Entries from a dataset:
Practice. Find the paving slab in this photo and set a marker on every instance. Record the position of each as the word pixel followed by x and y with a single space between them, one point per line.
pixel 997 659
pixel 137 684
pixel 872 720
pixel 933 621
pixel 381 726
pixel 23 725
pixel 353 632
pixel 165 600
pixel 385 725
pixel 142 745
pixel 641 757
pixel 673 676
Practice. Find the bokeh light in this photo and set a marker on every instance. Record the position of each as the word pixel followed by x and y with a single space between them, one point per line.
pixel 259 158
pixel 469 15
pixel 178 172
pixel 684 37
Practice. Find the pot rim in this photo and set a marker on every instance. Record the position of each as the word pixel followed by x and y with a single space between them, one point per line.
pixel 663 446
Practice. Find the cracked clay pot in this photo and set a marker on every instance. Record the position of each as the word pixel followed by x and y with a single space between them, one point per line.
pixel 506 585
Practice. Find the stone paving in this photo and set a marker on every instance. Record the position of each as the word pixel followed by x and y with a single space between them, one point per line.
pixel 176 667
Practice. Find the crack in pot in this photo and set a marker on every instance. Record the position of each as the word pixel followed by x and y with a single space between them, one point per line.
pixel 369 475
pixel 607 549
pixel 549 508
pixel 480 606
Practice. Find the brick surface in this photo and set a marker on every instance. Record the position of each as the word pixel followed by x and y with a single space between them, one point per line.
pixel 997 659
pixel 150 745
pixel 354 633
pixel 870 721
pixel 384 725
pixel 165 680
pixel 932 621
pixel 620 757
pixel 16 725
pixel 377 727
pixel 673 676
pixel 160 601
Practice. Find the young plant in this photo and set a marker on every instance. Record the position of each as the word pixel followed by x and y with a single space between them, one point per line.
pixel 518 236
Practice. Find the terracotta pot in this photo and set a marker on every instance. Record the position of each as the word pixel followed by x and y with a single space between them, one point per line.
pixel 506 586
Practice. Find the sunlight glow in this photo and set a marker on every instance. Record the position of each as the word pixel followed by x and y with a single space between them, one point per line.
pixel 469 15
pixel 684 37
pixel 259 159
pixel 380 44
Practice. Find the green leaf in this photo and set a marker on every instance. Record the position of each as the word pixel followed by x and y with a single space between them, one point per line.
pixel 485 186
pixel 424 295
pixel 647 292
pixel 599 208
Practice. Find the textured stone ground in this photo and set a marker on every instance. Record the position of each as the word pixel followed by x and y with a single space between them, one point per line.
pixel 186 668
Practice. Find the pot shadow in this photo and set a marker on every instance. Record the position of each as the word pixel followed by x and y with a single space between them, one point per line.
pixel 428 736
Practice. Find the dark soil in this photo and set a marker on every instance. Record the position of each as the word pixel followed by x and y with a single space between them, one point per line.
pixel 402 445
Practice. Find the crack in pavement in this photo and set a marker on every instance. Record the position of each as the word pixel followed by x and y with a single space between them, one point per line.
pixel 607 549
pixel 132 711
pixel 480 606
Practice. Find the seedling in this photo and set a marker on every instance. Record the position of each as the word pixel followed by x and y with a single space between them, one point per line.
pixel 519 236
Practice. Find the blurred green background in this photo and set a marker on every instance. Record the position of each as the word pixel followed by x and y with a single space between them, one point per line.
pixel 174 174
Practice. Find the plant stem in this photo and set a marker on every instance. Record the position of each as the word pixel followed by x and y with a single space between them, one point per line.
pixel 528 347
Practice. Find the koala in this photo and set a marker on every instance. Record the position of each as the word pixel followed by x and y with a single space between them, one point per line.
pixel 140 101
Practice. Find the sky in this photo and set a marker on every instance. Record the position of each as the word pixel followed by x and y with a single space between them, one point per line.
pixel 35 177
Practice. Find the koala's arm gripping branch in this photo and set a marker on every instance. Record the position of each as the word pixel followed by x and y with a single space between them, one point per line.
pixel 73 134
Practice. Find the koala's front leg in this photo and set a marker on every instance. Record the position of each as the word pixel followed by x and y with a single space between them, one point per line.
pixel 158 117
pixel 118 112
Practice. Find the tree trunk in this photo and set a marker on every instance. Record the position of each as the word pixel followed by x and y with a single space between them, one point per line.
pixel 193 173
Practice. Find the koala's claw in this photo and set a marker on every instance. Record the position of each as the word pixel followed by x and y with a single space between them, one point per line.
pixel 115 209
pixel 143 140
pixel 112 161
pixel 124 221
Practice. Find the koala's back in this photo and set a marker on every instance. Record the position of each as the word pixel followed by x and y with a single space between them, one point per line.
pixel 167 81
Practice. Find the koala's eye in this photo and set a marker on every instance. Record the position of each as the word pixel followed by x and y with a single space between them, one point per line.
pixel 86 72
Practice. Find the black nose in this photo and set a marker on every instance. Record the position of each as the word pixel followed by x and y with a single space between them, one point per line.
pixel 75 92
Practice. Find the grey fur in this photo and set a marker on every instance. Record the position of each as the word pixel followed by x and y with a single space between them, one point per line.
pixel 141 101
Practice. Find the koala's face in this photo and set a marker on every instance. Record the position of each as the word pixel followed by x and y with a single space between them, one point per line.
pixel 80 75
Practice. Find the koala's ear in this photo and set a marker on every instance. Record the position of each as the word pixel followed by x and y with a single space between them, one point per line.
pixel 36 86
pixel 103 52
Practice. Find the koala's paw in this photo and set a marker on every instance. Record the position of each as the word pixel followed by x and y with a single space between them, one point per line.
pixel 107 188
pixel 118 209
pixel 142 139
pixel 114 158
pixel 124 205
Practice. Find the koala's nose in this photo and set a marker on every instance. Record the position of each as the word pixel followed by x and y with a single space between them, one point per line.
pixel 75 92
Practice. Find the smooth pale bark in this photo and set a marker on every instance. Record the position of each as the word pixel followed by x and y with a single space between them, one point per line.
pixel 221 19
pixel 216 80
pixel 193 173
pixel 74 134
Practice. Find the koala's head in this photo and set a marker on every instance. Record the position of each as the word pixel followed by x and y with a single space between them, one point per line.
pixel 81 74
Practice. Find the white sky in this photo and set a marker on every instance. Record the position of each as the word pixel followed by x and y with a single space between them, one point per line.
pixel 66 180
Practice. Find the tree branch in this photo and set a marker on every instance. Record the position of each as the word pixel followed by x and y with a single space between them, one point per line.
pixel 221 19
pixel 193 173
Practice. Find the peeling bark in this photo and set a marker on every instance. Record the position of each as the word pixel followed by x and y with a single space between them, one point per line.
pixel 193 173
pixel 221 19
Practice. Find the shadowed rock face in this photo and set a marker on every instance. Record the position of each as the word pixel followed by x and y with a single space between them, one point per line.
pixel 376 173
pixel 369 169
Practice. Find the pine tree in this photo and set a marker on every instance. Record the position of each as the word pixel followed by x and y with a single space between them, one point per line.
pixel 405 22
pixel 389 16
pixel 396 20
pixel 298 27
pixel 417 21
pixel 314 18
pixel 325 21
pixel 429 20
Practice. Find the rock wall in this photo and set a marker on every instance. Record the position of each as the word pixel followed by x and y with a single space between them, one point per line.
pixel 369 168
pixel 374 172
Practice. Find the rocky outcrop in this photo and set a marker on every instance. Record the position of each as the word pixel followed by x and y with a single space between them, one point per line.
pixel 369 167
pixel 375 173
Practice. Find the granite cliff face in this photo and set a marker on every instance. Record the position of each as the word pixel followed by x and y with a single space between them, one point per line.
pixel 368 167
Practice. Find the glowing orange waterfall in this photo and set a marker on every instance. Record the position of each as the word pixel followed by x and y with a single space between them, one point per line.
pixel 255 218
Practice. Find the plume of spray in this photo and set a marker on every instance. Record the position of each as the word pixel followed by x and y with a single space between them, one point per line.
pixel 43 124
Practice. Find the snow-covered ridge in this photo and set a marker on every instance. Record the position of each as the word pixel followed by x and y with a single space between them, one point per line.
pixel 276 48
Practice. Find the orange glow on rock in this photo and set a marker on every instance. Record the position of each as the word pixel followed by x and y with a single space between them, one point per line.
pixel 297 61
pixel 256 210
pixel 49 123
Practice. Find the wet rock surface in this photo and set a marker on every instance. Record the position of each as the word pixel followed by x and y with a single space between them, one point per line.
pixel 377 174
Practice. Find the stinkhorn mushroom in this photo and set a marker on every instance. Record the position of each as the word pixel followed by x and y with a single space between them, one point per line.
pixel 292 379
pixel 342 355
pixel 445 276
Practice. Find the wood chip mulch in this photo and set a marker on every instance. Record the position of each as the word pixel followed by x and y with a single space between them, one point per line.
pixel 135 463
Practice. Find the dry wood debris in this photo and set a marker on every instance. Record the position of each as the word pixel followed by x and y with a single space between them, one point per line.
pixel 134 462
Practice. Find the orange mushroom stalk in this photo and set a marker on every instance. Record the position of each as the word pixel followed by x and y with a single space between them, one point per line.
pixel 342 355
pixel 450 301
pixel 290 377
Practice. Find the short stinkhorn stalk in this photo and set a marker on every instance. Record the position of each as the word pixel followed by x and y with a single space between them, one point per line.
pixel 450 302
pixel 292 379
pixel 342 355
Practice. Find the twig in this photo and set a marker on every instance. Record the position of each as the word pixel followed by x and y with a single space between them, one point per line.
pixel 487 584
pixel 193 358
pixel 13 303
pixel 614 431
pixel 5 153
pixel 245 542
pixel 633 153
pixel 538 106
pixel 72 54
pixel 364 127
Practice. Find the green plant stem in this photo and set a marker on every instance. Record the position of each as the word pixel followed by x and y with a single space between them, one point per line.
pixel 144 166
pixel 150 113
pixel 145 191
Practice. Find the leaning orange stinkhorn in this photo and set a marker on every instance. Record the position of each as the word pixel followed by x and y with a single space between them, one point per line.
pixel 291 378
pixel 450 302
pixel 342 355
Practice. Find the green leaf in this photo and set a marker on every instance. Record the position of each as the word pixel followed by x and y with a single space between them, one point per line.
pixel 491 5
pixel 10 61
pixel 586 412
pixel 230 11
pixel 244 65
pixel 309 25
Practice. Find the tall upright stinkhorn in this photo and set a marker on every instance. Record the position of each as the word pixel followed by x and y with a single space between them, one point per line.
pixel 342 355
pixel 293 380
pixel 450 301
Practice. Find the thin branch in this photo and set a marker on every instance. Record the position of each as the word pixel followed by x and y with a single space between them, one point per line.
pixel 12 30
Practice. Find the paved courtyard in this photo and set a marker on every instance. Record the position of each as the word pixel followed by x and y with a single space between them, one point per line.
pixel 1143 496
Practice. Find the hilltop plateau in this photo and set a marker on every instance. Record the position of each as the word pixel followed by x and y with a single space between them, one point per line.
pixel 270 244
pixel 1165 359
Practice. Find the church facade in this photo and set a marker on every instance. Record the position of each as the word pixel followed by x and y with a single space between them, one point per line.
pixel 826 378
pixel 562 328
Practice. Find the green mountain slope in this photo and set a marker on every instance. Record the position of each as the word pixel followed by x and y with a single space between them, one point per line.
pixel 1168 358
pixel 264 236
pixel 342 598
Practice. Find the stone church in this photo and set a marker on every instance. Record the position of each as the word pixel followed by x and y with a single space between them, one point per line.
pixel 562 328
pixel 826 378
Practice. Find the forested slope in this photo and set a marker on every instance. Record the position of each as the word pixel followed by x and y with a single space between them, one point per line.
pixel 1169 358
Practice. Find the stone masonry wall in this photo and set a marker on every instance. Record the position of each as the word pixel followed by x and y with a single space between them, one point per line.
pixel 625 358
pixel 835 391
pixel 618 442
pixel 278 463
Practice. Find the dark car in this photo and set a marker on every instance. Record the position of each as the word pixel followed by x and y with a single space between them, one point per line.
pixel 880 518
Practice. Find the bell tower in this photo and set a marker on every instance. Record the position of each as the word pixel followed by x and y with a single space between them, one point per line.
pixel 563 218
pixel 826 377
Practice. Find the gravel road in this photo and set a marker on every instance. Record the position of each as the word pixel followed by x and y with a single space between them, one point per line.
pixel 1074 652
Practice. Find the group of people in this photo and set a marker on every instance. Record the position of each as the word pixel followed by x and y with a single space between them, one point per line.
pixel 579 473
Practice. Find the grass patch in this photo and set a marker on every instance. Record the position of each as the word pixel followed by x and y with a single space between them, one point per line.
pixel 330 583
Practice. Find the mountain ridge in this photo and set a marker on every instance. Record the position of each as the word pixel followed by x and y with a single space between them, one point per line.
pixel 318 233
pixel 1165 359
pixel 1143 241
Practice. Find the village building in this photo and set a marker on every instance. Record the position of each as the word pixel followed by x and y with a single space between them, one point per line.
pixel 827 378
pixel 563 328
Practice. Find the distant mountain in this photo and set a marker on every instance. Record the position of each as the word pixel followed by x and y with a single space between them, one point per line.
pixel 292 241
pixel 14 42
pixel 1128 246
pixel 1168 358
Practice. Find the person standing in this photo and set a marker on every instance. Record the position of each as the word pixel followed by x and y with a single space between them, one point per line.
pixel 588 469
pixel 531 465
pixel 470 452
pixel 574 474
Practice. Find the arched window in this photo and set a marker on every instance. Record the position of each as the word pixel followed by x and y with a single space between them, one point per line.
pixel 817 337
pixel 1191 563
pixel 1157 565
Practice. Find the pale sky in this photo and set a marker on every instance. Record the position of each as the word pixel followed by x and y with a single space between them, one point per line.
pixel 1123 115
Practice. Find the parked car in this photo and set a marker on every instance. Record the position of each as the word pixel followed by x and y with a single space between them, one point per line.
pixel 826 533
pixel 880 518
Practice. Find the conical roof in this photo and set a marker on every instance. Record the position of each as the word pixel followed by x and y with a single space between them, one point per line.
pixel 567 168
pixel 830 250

(INSTRUCTION): Please write out the lines above word for word, starting at the line that contains "Practice. Find the seedling" and ending with the line that contains "pixel 174 174".

(RESULT OF THE EXERCISE):
Practice. Find the seedling in this photo and set a marker on every instance. Record the position of each as the word pixel followed by x and y with a single space between them, one point per line.
pixel 519 236
Practice. Find the blurred green background in this photo and set a marker on every instance. Record the position of each as the word pixel followed by x and y with a single space between them, one point per line.
pixel 174 174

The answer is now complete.